Aim of the exercise.
Copy down the listing below exactly, please, including every line.

Data for this task.

####

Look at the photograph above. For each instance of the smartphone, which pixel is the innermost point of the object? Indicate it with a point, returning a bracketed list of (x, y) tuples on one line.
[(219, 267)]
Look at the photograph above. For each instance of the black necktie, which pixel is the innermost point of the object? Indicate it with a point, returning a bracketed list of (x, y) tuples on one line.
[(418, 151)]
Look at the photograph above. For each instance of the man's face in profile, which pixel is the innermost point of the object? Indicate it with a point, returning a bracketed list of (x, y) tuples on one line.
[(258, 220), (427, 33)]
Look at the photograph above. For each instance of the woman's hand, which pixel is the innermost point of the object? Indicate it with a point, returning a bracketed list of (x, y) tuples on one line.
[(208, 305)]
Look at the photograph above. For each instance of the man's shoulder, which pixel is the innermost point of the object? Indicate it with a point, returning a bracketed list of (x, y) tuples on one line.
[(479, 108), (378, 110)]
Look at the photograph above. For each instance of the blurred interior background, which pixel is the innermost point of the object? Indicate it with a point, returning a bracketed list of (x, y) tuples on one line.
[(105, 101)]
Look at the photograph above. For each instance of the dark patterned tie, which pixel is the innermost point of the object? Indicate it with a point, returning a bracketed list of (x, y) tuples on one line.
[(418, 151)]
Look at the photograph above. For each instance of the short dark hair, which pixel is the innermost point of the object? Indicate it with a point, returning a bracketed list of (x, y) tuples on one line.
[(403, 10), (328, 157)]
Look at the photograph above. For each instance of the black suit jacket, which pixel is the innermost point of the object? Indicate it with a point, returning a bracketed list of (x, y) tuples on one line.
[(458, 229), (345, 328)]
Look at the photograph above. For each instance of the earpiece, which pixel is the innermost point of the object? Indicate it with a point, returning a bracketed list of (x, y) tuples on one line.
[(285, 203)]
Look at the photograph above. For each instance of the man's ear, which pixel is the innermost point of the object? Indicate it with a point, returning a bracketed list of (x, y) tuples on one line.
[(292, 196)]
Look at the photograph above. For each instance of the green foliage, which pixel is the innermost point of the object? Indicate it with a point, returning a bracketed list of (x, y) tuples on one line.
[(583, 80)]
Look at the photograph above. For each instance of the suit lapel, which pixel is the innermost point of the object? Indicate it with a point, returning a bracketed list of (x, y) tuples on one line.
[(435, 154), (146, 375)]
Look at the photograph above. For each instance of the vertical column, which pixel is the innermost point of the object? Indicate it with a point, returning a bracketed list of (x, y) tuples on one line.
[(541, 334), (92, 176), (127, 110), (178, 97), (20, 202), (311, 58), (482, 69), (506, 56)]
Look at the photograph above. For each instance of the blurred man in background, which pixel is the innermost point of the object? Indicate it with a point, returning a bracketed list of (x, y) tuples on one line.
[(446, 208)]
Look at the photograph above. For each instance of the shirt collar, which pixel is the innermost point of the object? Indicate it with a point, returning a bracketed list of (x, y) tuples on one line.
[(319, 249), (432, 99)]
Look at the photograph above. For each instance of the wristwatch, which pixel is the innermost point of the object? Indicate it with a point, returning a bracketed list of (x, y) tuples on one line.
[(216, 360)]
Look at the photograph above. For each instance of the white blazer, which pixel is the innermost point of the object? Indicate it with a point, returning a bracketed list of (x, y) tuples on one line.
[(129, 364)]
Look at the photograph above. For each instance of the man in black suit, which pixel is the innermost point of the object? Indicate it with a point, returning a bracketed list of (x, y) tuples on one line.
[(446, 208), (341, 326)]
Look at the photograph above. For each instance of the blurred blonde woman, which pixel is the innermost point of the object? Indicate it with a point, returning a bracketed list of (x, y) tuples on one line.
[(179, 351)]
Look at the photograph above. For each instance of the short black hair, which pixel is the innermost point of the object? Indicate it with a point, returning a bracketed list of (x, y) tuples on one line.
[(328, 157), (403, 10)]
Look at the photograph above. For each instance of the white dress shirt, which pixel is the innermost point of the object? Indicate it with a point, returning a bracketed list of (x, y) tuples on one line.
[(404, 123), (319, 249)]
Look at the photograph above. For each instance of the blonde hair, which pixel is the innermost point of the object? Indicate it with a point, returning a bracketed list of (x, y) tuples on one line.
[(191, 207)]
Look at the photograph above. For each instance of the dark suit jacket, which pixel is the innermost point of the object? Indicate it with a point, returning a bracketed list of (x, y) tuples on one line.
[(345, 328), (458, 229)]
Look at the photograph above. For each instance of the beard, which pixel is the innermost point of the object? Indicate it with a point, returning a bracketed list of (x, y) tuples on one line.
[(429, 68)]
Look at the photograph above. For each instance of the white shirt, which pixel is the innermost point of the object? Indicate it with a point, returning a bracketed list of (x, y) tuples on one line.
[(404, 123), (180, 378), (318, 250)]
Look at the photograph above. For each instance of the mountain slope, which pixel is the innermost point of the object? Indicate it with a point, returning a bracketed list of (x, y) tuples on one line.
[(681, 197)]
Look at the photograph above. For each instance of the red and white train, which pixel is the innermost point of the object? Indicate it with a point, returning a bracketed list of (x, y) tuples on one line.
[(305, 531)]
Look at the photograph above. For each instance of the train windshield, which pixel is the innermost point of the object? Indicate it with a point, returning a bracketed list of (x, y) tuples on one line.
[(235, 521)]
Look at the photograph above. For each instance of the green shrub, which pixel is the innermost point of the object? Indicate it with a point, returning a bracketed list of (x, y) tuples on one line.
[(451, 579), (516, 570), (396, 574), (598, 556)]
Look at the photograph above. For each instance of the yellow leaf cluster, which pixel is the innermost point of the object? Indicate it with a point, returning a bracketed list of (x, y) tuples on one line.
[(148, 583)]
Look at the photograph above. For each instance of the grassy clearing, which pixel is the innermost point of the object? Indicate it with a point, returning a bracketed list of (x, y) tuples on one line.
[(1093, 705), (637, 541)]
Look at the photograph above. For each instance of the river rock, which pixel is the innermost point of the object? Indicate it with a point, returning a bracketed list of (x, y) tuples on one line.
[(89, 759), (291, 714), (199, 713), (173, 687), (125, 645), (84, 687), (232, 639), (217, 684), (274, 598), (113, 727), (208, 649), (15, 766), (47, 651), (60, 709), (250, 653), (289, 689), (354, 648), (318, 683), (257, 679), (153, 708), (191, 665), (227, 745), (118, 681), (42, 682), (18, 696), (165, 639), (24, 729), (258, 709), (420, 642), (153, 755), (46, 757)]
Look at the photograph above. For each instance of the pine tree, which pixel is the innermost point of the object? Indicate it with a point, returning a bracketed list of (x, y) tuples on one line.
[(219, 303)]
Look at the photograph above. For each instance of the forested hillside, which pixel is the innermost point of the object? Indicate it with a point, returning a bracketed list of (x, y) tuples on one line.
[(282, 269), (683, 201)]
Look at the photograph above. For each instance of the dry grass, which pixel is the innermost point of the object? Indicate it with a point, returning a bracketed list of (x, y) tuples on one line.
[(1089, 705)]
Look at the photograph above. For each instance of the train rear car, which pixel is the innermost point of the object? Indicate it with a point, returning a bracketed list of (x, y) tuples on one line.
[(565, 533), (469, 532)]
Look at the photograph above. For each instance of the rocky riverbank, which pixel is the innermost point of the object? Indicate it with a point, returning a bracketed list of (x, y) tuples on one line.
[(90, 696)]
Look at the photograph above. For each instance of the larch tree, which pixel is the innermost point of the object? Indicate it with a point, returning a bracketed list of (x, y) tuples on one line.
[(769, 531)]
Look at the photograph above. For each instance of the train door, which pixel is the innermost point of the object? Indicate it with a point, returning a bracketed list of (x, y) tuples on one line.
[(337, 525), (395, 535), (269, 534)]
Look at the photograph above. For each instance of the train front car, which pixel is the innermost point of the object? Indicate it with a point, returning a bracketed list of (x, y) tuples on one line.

####

Response to the exercise.
Look at the photograph above. For each instance of the smartphone, which pixel is the innermost point of the object? Indicate it with a point, returning a bracketed list of (x, y) tuples on one line.
[(219, 267)]
Look at the photograph above. For each instance of the black necktie, which pixel is the innermost point of the object? Indicate it with a point, returning a bracketed list of (x, y) tuples on one line.
[(418, 151)]
Look at the photograph above. For each instance of the man's face in profile, which pixel is the innermost point of the object? Indicate it with a point, returning a bracketed list of (x, y) tuples on one line.
[(258, 220), (427, 33)]
Look at the photograph above. For each instance of the woman's hand, which pixel is the innermost point of the object? Indicate it with a point, returning a bracketed list of (x, y) tuples on one line.
[(208, 305)]
Look at the photograph above. For each instance of the man's shoulder, which pixel is the innermost point of the object? Indicate it with a point, returning a bracketed list of (x, y) tuples on one line.
[(479, 108), (378, 110)]
Look at the photograph above. For each instance of the blurred interior background, which pixel is the innermost point of the object? Indicate it with a point, returning a bracketed list of (x, y) tuples on one line.
[(105, 101)]
Look at the photograph above. For each instance of the dark patterned tie, which pixel is the innermost point of the object? Indicate it with a point, returning a bracketed list of (x, y) tuples on one line.
[(418, 151)]
Look at the photograph above. For each instance of the short dark hair, which pixel is the innermost point of the object? Indicate it with a point, returning a bracketed list of (x, y) tuples on one line.
[(403, 10), (328, 157)]
Look at the photograph above. For each instance of the black suit jacket, which pixel is the innermost point of the object? Indicate it with a point, returning a bracketed list of (x, y) tuples on one line.
[(458, 229), (345, 328)]
Look at the photograph above. For each instance of the earpiece, which pixel is the innermost point of the object? Indicate it with a point, returning a bracketed list of (x, y) tuples on one line.
[(285, 203)]
Look at the photograph above. For each instance of the man's ear, which pixel is the innermost point of the object? Indicate it with a point, returning a bracketed list of (x, y) tuples on one line.
[(292, 196)]
Look at the photograph above. For each instance of the green foliage, which pixel is the innermost point of the object? Indicate it with a point, returning a bracketed list of (x, y) tuples on one line.
[(583, 80)]
Look at the photograph above. For each instance of the suit lapel, which pixel is the innermost point of the object? Indicate it with a point, returning a bracketed list of (x, y) tuples on one line.
[(435, 154), (146, 375)]
Look at the photograph above. For each instance of the vertical column, which pixel is the innermost point of the object? Indicate it with a point, returning a bracketed list of (x, y) tuples on one line.
[(541, 334), (92, 176), (127, 110), (178, 97), (20, 202), (311, 58), (482, 69), (506, 56)]
Look at the photograph above. For each instance of the blurred man in background, which pixel is the innermost point of the object? Indicate it with a point, returning a bracketed list of (x, y) tuples on one line.
[(446, 208)]
Look at the photograph above. For each instance of the shirt collar, which pixel is the innermost point of the object? Indicate it with a point, returning a bracketed list of (x, y) tuples on one line.
[(319, 249), (432, 99)]
Look at the photograph above. For each instance of the wristwatch, which pixel is the innermost point of the object? Indicate it with a point, returning a bracketed list of (x, y) tuples on one line.
[(216, 360)]
Look at the photograph above. For each instance of the white blazer, which pixel is the innermost point of the object? Indicate it with a point, returning a bracketed list of (x, y) tuples on one line.
[(129, 364)]
Look at the photograph above. For each instance of the man in black suit, which pixel is the innermost point of the object? Indicate it with a point, returning a bracketed list of (x, y) tuples on one line.
[(446, 208), (341, 326)]
Look at the photograph above. For each instance of the blurred blonde woman, which pixel is the innermost point of the object? Indicate it with a point, returning a bracketed list of (x, y) tuples on one line.
[(179, 351)]
Look at the photograph above. For each instance of the short black hair, which pixel is the innermost point of the object? Indicate it with a point, returning a bracketed list of (x, y) tuples on one line.
[(328, 157), (403, 10)]
Look at the photograph above. For each instance of the white dress shirt, which pixel is the innermost point of the object? Indicate it with a point, returning a bracketed list of (x, y) tuples on one line.
[(404, 123), (319, 249)]
Look at the photograph above. For each instance of the blonde hair, which pixel is the innermost point of the object? Indicate it with a point, returning a bracketed list of (x, y) tuples on one line.
[(191, 207)]
Look at the photograph above. For each instance of the dark suit jacket, which pixel is the innermost point of the object? Indicate it with a point, returning a bracketed list of (x, y) tuples on one line.
[(345, 328), (458, 229)]
Look at the photograph above. For each instance of the beard, which pixel is the innermost point of the object? Indicate it with a point, returning a bracketed list of (x, y) tuples on one line.
[(429, 68)]
Look at the photograph above. For each instance of the white shirt, which pixel is the innermost point of the object? Indicate it with a point, returning a bracketed list of (x, y) tuples on one line.
[(404, 123), (180, 378), (318, 250)]
Look at the photograph above. For each instance of the mountain slope, which pixel is the innermost point of the object? Indicate it with a point, returning a bracketed list of (x, y) tuples on one line.
[(681, 197)]
Look at the photograph above. For each instance of the red and white train, which pixel is the innermost point of the object? Indicate it with a point, returning a bracketed list of (x, y) tuples on one line.
[(305, 531)]
Look at the photograph above. For each instance of the train windshield, which pixel is the innermost point of the object? Indicate it with a point, returning a bracketed list of (x, y) tuples on one line.
[(235, 521)]
Look at the photograph above. For each instance of the green shrub, which pixel is the innermost point of the object? Indicate it with a point, returning a bracketed list of (x, y) tuples on one line.
[(451, 579), (516, 570), (396, 574), (598, 556)]
Look at the photograph above. For each instance of the yellow leaf cluster, which pixel is the innermost point of the object? Indicate it with a point, returning a bracketed list of (x, y) tuples on one line.
[(148, 583)]
Look at the photograph above. For each instance of the grassy clearing, which pixel is the innermost point of the object? Indicate it with a point, returning a bracketed list of (x, y) tuples on one line.
[(1093, 705), (637, 541)]
Look at the photograph above. For each instance of the river rock, which pixel is the innermost point of the object? Indicate it with a point, returning a bracketed list of (x, y) tuples on one line.
[(89, 759), (291, 714), (199, 713), (173, 687), (125, 645), (84, 687), (232, 639), (217, 684), (274, 598), (113, 727), (208, 649), (15, 766), (47, 651), (60, 709), (250, 653), (289, 689), (354, 648), (318, 683), (257, 679), (153, 708), (191, 665), (227, 745), (118, 681), (42, 682), (18, 696), (165, 639), (24, 729), (258, 709), (420, 642), (153, 755), (46, 757)]
Look at the photograph above. For each instance of the pine tree, which pixel is the innermost point of the object? Indicate it with a point, returning a bracketed list of (x, y) tuples on one line.
[(219, 303)]
Look at the photograph above. For each instance of the forested hillside, which pixel is the innermost point of the object? Indicate it with a point, returning a bracketed list of (x, y) tuples on one line.
[(282, 269), (683, 201)]
Look at the photograph above. For each instance of the dry grass, which pixel is the innermost point of the object? Indicate it with a point, returning a bracketed list of (x, y) tuples on one line.
[(1089, 705)]
Look at the photograph above. For each instance of the train rear car, which pixel is the innermost point of the object? Indicate it with a point, returning a bracketed list of (x, y) tuples on one line.
[(565, 533), (469, 532)]
Look at the photograph above. For each instance of the rocky riverbank, which pixel is the innermost point of the object? Indicate it with a point, returning a bracketed list of (x, y) tuples on one line.
[(90, 696)]
Look at the photograph above. For each instance of the larch tree, which pixel is the innermost point of the object? Indicate it with a point, returning a bracketed list of (x, y) tuples on one line.
[(769, 531)]
Look at the photograph above. For each instance of the train door, which pixel is the innermost point of the object? Indicate it with a point, returning a bracketed list of (x, y) tuples on one line.
[(337, 525), (395, 535), (269, 534)]
Look at the photograph above. For each instance of the train front car, which pixel is the innermost point of the object? Indicate it with a point, returning a bracketed list of (x, y) tuples on one line.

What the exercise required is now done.